┌─ Information

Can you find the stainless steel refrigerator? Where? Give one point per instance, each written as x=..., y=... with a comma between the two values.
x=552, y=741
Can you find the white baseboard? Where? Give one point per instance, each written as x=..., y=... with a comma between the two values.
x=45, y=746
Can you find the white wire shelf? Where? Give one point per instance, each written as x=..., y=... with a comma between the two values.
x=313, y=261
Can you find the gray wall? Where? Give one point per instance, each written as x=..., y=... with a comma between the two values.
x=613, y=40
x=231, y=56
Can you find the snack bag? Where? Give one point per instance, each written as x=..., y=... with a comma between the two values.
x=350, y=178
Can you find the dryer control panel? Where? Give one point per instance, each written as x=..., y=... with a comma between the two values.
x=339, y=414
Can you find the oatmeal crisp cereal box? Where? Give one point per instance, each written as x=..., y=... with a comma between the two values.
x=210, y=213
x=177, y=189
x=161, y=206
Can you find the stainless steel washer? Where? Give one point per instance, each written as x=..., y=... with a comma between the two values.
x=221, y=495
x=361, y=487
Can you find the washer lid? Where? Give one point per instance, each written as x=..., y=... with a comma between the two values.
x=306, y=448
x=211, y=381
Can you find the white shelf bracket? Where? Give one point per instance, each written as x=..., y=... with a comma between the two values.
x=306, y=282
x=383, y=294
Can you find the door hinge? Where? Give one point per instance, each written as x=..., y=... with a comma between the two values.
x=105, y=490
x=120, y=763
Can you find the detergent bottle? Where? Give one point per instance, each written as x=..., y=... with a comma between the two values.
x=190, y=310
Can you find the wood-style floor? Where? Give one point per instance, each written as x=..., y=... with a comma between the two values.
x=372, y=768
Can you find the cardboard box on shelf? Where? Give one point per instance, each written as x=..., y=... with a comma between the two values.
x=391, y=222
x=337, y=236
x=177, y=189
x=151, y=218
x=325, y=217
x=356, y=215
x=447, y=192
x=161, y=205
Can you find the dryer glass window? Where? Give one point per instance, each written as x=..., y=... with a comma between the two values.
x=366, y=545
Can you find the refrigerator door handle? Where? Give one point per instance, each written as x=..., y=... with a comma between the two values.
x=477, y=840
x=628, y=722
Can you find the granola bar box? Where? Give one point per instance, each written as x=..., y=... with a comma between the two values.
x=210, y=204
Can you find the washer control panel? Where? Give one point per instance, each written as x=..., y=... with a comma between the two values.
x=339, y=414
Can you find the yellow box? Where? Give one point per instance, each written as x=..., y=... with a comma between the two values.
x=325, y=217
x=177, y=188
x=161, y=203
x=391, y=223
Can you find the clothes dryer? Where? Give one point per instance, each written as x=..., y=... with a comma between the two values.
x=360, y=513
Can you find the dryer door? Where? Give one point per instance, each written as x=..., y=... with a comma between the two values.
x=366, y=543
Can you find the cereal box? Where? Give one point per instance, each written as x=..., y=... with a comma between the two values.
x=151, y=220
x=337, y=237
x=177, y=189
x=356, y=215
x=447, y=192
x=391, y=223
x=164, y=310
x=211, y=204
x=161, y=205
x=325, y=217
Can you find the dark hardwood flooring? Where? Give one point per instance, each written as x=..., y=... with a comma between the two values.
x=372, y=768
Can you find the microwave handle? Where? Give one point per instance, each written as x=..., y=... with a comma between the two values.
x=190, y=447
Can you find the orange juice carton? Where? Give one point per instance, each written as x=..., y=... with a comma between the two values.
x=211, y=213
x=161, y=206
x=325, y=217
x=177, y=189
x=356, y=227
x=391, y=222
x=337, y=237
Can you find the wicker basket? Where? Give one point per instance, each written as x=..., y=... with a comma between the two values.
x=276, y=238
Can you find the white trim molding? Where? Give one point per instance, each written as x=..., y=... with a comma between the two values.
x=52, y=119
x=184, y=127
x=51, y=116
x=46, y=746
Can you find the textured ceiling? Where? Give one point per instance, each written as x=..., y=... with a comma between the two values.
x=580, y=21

└─

Task prompt:
Transcribe the whole listing with nothing added or left out.

Exercise output:
Can you find the stainless steel refrigerator? Where? Give one point per instance, each written as x=..., y=... with a comma between the two values.
x=552, y=741
Can you find the white baseboard? Where? Give one point per instance, each written as x=..., y=... with a comma between the two values.
x=45, y=746
Can you find the white wire shelf? Where? Give one point per instance, each written as x=..., y=... with a comma between the two values.
x=313, y=261
Can you find the gray wall? Where? Give one point per instance, each written as x=..., y=... with a comma between the two values.
x=613, y=40
x=231, y=56
Can you find the snack bag? Where? Give one point per instance, each written as x=..., y=... with a comma between the two values.
x=350, y=178
Can you find the dryer control panel? Where? Give one point per instance, each written as x=..., y=... with a comma between the two values.
x=339, y=414
Can you find the oatmeal crisp cereal box? Where? Give one point per instance, each written as x=..., y=... with a comma between the two values.
x=210, y=213
x=177, y=189
x=161, y=206
Can you find the stainless steel washer? Where? Give one point per instance, each written as x=..., y=... with a comma between the two values.
x=221, y=495
x=361, y=487
Can you find the washer lid? Where? Give one point per instance, each written as x=..., y=... with a comma between the two values.
x=306, y=448
x=211, y=381
Can you find the white shelf bracket? Where? Give one point per instance, each written as x=..., y=... with a comma between the two values.
x=306, y=282
x=383, y=294
Can you find the door hinge? Where? Give one point per instance, each written as x=..., y=... with a comma between the two values.
x=105, y=490
x=120, y=763
Can you find the detergent bottle? Where? Give one point per instance, each written as x=..., y=... with a comma between the two values.
x=190, y=310
Can you find the wood-style floor? Where? Give one point per instance, each written as x=..., y=... with a comma between the two values.
x=372, y=768
Can you find the cardboard box on shelf? Where? Give one point per instance, each written as x=..., y=... with a comma between the two values.
x=391, y=222
x=337, y=236
x=177, y=189
x=151, y=218
x=325, y=217
x=356, y=215
x=447, y=192
x=161, y=205
Can you find the dryer glass window? Where? Give one point per instance, each written as x=..., y=... with a comma between the two values.
x=366, y=545
Can you find the refrigerator door handle? Where? Give one point per instance, each written as x=..., y=... with a comma between the two values.
x=477, y=840
x=628, y=722
Can you find the granola bar box? Where? Give one point per instance, each written as x=..., y=... with a comma between the two values.
x=210, y=204
Can you find the washer control panel? Where? Give one point per instance, each written as x=..., y=... with a comma between the two values.
x=339, y=414
Can you find the yellow box? Where? Give one point per instance, each written as x=..., y=... with a comma between the two values.
x=325, y=217
x=177, y=188
x=161, y=203
x=391, y=223
Can you find the clothes dryer? Where? Give one point per instance, each written as x=..., y=... with a comma between the two values.
x=360, y=513
Can you find the dryer door? Where? Give one point per instance, each written as x=..., y=... with a comma between the two values.
x=366, y=543
Can you find the cereal box? Where? Give one point per instance, each written as x=..., y=... with a comma between the two values.
x=151, y=220
x=337, y=237
x=177, y=189
x=356, y=215
x=447, y=192
x=391, y=223
x=164, y=310
x=211, y=204
x=161, y=205
x=325, y=217
Can you find the dark hardwood flooring? Where? Give one point per instance, each written as x=..., y=... with a comma between the two values.
x=372, y=768
Can you find the microwave handle? Where? Give one point per instance, each written as x=..., y=... with a comma between the two values.
x=190, y=447
Can you find the orange juice carton? Where? Give one point per instance, each written as x=..., y=... with a comma between the two values.
x=211, y=213
x=161, y=206
x=325, y=217
x=177, y=189
x=356, y=227
x=391, y=222
x=337, y=237
Can you find the wicker basket? Where? Give one point per instance, each written as x=..., y=... with a comma between the two values.
x=276, y=238
Can you find the white trim molding? Where? Give one point per instance, each written as x=..., y=... with a comma between the two values.
x=52, y=119
x=184, y=127
x=51, y=116
x=46, y=746
Can you find the textured ceiling? Where? Give one point per instance, each written as x=..., y=... with a comma between the two values.
x=580, y=21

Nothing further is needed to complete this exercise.